*Consigne écrite 1*. Extrayez à l'identique les lignes des entrées, de celle qui contient "For each instance of the dashed" jusqu'à la fin des entrées, ces deux bornes comprises.

*Extrait choisi*.
......

Conserver son regard d’autrice

C. D. – J’ai dirigé l’expérience avec mon regard d’autrice, de femme sapiens du 21eme siècle, qui découvre qu’on lui a menti sur la place de la femme au Paléothique. J’ai fait attention à désexualiser les corps. Il fallait revenir à la réalité de l’époque abordée. L’intérêt de la VR a été de s’apercevoir de certains détails à corriger, de prendre du recul immédiatement. Ce qui m’intéresse, ce sont les mécaniques qui permettent de fabriquer un jeu vidéo, les interactions, les gestions de règles… Chaque événement a une conséquence sur le joueur mais aussi l’environnement. Il fallait aussi que LADY SAPIENS soit très simple d’accès, très intuitive. Je joue avec la présence d’un autre personnage qui accompagne le joueur/la joueuse, qui lui parle, qui l’invite à la suivre… Je répète les interactions pour créer une rythmique, des rendez-vous, des repères, dans l’expérience.

......

*Données fournies*.

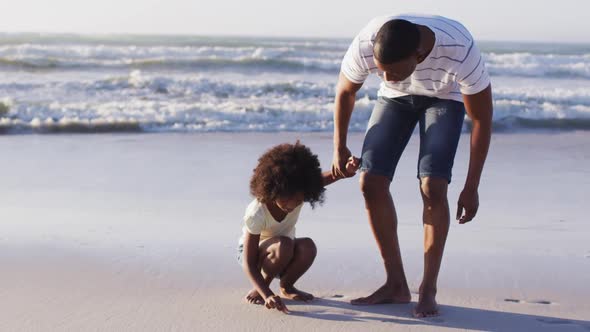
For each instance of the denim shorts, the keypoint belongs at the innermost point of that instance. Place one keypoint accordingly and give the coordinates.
(391, 125)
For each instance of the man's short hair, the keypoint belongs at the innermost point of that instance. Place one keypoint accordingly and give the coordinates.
(396, 40)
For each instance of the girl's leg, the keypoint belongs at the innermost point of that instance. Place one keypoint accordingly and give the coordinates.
(274, 255)
(304, 254)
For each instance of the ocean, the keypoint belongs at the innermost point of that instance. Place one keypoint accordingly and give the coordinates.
(123, 83)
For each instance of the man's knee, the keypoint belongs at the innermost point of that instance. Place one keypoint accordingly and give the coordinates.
(433, 189)
(373, 186)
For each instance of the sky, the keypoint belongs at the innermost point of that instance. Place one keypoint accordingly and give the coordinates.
(501, 20)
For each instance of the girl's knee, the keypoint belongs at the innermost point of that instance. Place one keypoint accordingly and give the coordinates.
(306, 247)
(284, 250)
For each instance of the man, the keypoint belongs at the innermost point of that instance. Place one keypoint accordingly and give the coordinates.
(432, 73)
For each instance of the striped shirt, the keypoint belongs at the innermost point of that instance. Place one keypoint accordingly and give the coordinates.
(453, 68)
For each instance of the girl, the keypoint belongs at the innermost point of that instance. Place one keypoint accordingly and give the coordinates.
(286, 176)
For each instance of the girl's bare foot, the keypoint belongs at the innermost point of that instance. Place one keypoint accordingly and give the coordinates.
(254, 298)
(426, 307)
(293, 293)
(385, 294)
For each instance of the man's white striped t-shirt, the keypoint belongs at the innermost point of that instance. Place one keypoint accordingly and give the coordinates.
(454, 66)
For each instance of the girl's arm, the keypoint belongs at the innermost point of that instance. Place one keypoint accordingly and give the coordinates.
(251, 265)
(252, 270)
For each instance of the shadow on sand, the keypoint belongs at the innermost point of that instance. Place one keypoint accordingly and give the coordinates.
(452, 316)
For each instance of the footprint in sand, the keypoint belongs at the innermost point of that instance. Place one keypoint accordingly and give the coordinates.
(513, 300)
(336, 296)
(555, 321)
(530, 302)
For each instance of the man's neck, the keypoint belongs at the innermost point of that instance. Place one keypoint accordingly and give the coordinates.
(427, 40)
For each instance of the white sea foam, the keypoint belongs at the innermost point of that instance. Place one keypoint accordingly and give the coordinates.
(192, 84)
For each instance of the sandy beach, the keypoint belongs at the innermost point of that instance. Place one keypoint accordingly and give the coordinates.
(138, 232)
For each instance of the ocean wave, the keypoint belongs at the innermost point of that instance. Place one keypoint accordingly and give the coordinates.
(278, 56)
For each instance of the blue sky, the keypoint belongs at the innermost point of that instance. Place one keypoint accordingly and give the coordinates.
(514, 20)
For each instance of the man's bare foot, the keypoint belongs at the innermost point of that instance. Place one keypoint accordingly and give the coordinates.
(426, 307)
(254, 298)
(385, 294)
(293, 293)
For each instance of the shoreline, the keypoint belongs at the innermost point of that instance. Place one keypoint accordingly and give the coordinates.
(139, 232)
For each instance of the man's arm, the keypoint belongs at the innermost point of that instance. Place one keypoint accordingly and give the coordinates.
(344, 104)
(479, 107)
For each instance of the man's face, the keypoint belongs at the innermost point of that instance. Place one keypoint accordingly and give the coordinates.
(398, 71)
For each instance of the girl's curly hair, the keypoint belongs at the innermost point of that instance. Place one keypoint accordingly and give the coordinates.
(285, 170)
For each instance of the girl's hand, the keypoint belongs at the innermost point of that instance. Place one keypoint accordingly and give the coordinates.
(275, 302)
(352, 165)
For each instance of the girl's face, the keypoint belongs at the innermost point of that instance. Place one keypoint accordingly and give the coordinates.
(289, 203)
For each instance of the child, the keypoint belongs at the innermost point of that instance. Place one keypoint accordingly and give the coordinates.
(286, 176)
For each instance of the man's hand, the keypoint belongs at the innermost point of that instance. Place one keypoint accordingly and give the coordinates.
(341, 157)
(352, 165)
(468, 201)
(275, 302)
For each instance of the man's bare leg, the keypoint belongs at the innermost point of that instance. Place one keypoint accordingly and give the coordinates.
(303, 256)
(275, 255)
(436, 227)
(383, 220)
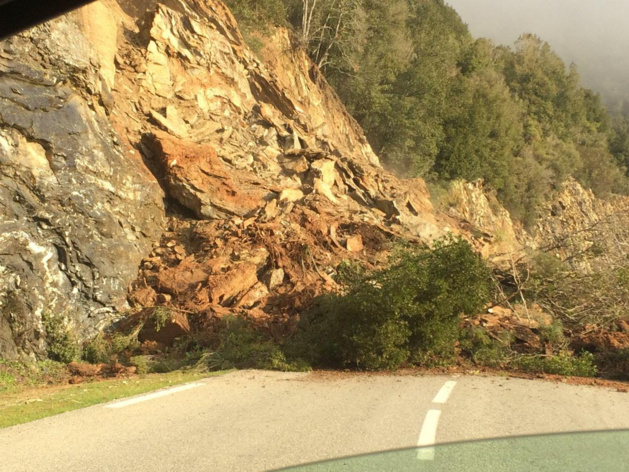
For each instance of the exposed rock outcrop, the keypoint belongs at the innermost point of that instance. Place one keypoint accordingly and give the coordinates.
(145, 133)
(77, 213)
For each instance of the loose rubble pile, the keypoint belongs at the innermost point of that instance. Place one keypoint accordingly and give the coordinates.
(243, 171)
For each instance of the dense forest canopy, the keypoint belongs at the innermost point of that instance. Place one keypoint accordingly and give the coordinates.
(436, 102)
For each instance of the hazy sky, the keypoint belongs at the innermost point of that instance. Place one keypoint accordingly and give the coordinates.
(592, 33)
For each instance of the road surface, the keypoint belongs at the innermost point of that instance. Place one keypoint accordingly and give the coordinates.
(256, 421)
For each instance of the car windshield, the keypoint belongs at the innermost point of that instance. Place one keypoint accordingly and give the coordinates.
(334, 234)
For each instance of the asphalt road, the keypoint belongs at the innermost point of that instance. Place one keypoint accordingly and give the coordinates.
(255, 421)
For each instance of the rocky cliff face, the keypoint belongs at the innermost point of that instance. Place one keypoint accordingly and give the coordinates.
(145, 134)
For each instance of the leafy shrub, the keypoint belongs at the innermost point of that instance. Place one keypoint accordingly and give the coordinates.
(484, 350)
(140, 363)
(563, 364)
(62, 343)
(103, 349)
(97, 351)
(244, 347)
(407, 312)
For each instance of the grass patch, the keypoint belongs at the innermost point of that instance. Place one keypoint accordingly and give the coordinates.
(22, 406)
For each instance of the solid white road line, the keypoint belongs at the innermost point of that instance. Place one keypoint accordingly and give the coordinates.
(445, 392)
(152, 396)
(428, 436)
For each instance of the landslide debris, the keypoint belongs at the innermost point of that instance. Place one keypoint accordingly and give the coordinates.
(182, 171)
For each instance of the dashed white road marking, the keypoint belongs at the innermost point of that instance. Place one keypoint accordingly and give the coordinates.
(152, 396)
(428, 436)
(445, 392)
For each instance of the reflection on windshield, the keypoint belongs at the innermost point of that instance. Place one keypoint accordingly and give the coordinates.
(604, 451)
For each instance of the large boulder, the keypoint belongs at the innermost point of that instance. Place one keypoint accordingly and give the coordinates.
(77, 212)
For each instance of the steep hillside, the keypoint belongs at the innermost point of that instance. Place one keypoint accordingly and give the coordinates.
(149, 158)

......

*Consigne écrite 2*. Poursuivez l'entretien sur la conception de LADY SAPIENS en reprenant juste après sa dernière phrase.

*Bonne réponse 1*.
For each instance of the dashed white road marking, the keypoint belongs at the innermost point of that instance. Place one keypoint accordingly and give the coordinates.
(152, 396)
(428, 436)
(445, 392)
For each instance of the reflection on windshield, the keypoint belongs at the innermost point of that instance. Place one keypoint accordingly and give the coordinates.
(604, 451)
For each instance of the large boulder, the keypoint belongs at the innermost point of that instance. Place one keypoint accordingly and give the coordinates.
(77, 212)
For each instance of the steep hillside, the keypoint belongs at the innermost point of that instance. Place one keypoint accordingly and give the coordinates.
(149, 158)

*Bonne réponse 2*.
C. D. – Ces nouveaux outils sont fascinants, mais je défends l’idée d’une vision d’autrice avant tout. J’ai besoin d’un propos. LADY SAPIENS est une expérience documentaire à jouer dans un casque de VR. J’y ajoute ma vision de femme d’aujourd’hui, aidée par le travail de la préhistorienne, Sophie Archambault de Beaune. Son travail a permis de remettre à plat la réalité des interprétations du Paléolithique. LADY SAPIENS réinterroge ce que l’on a toutes et tous appris dans les programmes scolaires et propose une nouvelle vision de nos ancêtres : la femme et l’homme étaient égaux. Si la forme et le contenu sont intéressants, j’utilise les outils que j’estime les plus pertinents pour raconter cette histoire – sans pour autant me placer comme pédagogue, ce n’est pas du tout mon rôle. Je convoque les émotions, le ressenti avant tout.

C. D. – Mes choix restent dépendants de la technologie. En travaillant avec Ubisoft, l’ironie venait d’assets 3D magnifiques, prévus pour consoles surpuissantes, qui ne passent pas dans les casques. Il faut donc baisser la qualité, discuter quel casque, quel environnement sonore selon les capacités de l’équipement final..

Concevoir un projet transmedia : l’oeuf ou la poule ? (ou les deux)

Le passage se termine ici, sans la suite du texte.